--- Task details ---
Which lines in the material below contain the string "Mark"? Pull out each of those lines, and treat uppercase and lowercase letters as distinct.
* begin Exercise input *
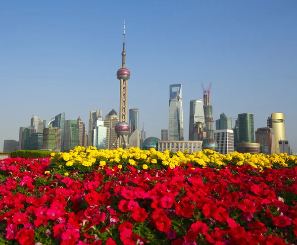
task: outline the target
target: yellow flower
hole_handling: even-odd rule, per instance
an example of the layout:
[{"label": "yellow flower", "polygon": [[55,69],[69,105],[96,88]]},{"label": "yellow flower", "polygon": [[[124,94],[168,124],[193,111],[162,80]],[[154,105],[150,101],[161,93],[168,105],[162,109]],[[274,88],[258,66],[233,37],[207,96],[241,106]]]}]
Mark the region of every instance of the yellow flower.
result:
[{"label": "yellow flower", "polygon": [[100,161],[100,166],[103,166],[106,165],[106,163],[105,161]]},{"label": "yellow flower", "polygon": [[156,163],[157,159],[152,159],[151,161],[150,161],[150,162],[151,162],[152,163]]},{"label": "yellow flower", "polygon": [[66,166],[67,167],[70,167],[70,166],[72,166],[73,165],[73,162],[71,161],[68,161],[66,163]]},{"label": "yellow flower", "polygon": [[133,159],[129,159],[129,163],[130,165],[132,165],[132,166],[135,165],[135,161],[134,161]]}]

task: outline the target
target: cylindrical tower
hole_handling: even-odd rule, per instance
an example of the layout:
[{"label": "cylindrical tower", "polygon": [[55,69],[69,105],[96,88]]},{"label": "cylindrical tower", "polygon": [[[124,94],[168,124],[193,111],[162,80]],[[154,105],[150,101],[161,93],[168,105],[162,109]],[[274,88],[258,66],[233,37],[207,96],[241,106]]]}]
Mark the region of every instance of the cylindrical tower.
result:
[{"label": "cylindrical tower", "polygon": [[285,114],[274,113],[271,114],[272,129],[274,132],[275,153],[280,153],[279,141],[286,140],[286,128],[285,124]]},{"label": "cylindrical tower", "polygon": [[[122,51],[122,67],[116,73],[117,79],[120,80],[120,121],[116,124],[114,130],[117,135],[115,142],[119,139],[119,147],[128,148],[126,136],[130,132],[130,126],[127,122],[128,106],[128,80],[130,72],[126,67],[126,51],[125,50],[125,21],[124,21],[124,42]],[[114,146],[114,143],[112,144]]]}]

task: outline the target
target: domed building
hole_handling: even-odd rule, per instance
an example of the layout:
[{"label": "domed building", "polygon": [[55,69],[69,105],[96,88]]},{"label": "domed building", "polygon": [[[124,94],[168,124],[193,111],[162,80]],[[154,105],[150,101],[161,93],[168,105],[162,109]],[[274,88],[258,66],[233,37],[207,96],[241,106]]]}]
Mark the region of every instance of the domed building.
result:
[{"label": "domed building", "polygon": [[207,138],[202,142],[202,150],[205,149],[209,149],[217,151],[219,149],[219,145],[213,139]]},{"label": "domed building", "polygon": [[146,139],[143,143],[142,149],[149,150],[151,148],[157,149],[157,144],[159,139],[157,137],[148,137]]}]

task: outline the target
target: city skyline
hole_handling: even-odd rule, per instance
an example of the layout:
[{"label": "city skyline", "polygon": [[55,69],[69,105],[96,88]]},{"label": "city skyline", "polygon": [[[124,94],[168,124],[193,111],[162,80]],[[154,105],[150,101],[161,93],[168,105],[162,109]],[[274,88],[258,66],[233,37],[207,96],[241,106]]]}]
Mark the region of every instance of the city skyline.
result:
[{"label": "city skyline", "polygon": [[[99,24],[100,18],[108,20],[108,17],[106,14],[97,17],[96,10],[99,4],[92,4],[92,7],[82,3],[78,4],[79,6],[73,4],[71,9],[74,13],[67,13],[66,15],[70,19],[65,19],[62,14],[62,10],[67,9],[65,4],[61,6],[53,3],[51,7],[47,10],[45,3],[34,6],[28,3],[27,7],[24,3],[16,6],[1,3],[1,9],[6,11],[0,18],[2,23],[7,24],[3,27],[5,38],[0,41],[5,65],[0,66],[1,81],[4,83],[0,100],[1,104],[6,105],[6,101],[11,101],[11,98],[15,96],[18,101],[12,101],[2,108],[0,149],[3,148],[4,140],[18,140],[19,127],[29,126],[28,117],[31,115],[36,115],[49,122],[54,115],[63,111],[66,113],[66,119],[75,120],[80,116],[86,123],[90,111],[97,108],[100,108],[104,114],[113,107],[119,112],[118,92],[111,92],[118,84],[114,71],[118,68],[117,37],[122,30],[123,18],[113,16],[112,22],[102,27]],[[286,4],[251,1],[226,3],[223,6],[211,3],[202,5],[194,2],[191,4],[193,7],[198,7],[201,14],[195,15],[191,22],[186,14],[193,13],[195,8],[191,8],[193,10],[191,10],[177,2],[173,2],[170,7],[181,7],[180,17],[176,20],[174,16],[170,17],[165,12],[167,6],[162,4],[154,12],[158,14],[163,13],[164,16],[160,18],[157,15],[155,21],[148,20],[149,18],[147,17],[151,9],[149,8],[140,18],[135,13],[125,17],[130,29],[128,45],[129,68],[133,71],[128,109],[139,108],[140,124],[143,122],[146,124],[148,137],[160,138],[161,129],[167,128],[167,88],[168,85],[181,83],[183,84],[184,131],[185,139],[187,139],[187,105],[191,99],[202,98],[202,92],[199,84],[203,81],[206,84],[213,84],[211,104],[214,120],[219,118],[222,112],[234,118],[238,114],[250,112],[254,114],[256,131],[257,128],[266,127],[266,120],[272,113],[284,113],[287,139],[293,151],[296,151],[297,132],[294,122],[297,118],[293,105],[294,91],[297,89],[297,78],[294,72],[297,65],[295,57],[297,52],[293,44],[297,39],[296,34],[290,31],[296,22],[296,17],[293,15],[296,3],[293,1],[288,1]],[[127,7],[131,6],[130,4],[128,4]],[[254,5],[257,7],[252,8],[252,11],[251,7]],[[219,5],[223,7],[222,11],[219,11],[218,7],[216,6]],[[83,26],[77,25],[78,19],[74,19],[71,24],[67,21],[72,19],[74,15],[72,14],[79,12],[80,6],[87,9],[90,14],[89,18],[82,20],[84,25],[90,25],[90,28],[85,30],[83,23]],[[108,8],[108,6],[102,7]],[[141,8],[140,6],[135,7]],[[25,15],[22,8],[28,10]],[[50,10],[56,8],[61,10],[53,19]],[[91,8],[94,9],[94,12]],[[15,10],[15,13],[11,12],[12,9]],[[210,12],[211,9],[216,10],[215,15]],[[234,9],[238,10],[238,13],[232,12]],[[267,10],[265,20],[260,15],[264,9]],[[40,16],[30,15],[39,10],[48,20],[46,21]],[[119,11],[119,8],[115,11]],[[251,13],[252,19],[249,18]],[[205,19],[208,21],[201,22],[206,17]],[[239,25],[235,23],[237,17],[240,17]],[[92,18],[98,19],[91,23]],[[17,25],[19,19],[24,20],[22,28]],[[136,19],[139,23],[136,23]],[[30,25],[32,21],[38,23],[36,26]],[[82,20],[80,19],[79,21]],[[158,26],[157,22],[161,23],[160,26]],[[223,22],[225,24],[220,26]],[[227,28],[228,25],[230,26]],[[99,29],[99,36],[93,31]],[[141,31],[138,31],[140,26],[143,27]],[[60,32],[65,28],[69,30],[67,33]],[[155,37],[154,40],[147,40],[146,29]],[[42,31],[43,35],[40,35],[40,31]],[[44,34],[46,32],[47,35]],[[63,38],[67,36],[69,38],[64,41]],[[177,39],[176,42],[170,41],[173,37]],[[102,47],[104,49],[100,48]],[[53,50],[56,50],[52,53]],[[174,56],[172,55],[173,50],[175,50]],[[179,62],[176,62],[175,58]],[[82,61],[78,62],[79,60]],[[144,76],[148,67],[155,73],[155,81],[151,81]],[[82,82],[92,84],[92,88],[96,89],[90,90],[88,86],[82,86]],[[52,86],[46,87],[49,84]],[[13,89],[11,84],[15,85]],[[278,84],[286,85],[284,90],[290,88],[284,92],[286,101],[270,99],[279,94]],[[100,92],[100,97],[98,97],[96,90]],[[263,93],[264,90],[265,93]],[[43,93],[44,91],[47,93]],[[62,91],[62,94],[55,96],[59,94],[61,98],[49,103],[53,93],[58,91]],[[148,106],[144,102],[144,95],[147,94],[149,98],[151,94],[148,91],[153,92],[154,97],[158,99],[152,100],[153,103]],[[42,93],[43,99],[36,103],[36,98],[30,97],[31,93],[36,95]],[[83,95],[86,94],[87,97]],[[87,99],[68,104],[64,102],[80,95]],[[20,103],[20,101],[22,103]],[[24,108],[20,107],[22,104]],[[14,115],[12,111],[15,111],[19,112]],[[159,118],[156,127],[151,122],[151,115]],[[6,119],[6,116],[9,120]]]}]

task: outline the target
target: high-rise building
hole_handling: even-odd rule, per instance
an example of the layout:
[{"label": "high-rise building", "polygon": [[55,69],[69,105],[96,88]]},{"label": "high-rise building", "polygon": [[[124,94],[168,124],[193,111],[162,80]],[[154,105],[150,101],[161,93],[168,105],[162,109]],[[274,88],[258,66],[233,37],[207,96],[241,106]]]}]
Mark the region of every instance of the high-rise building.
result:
* end Exercise input *
--- Complete response ---
Mark the region of every instance of the yellow flower.
Mark the region of every instance of the cylindrical tower.
Mark the region of every instance of the domed building.
Mark the region of every instance of the city skyline.
Mark the region of every instance of the high-rise building.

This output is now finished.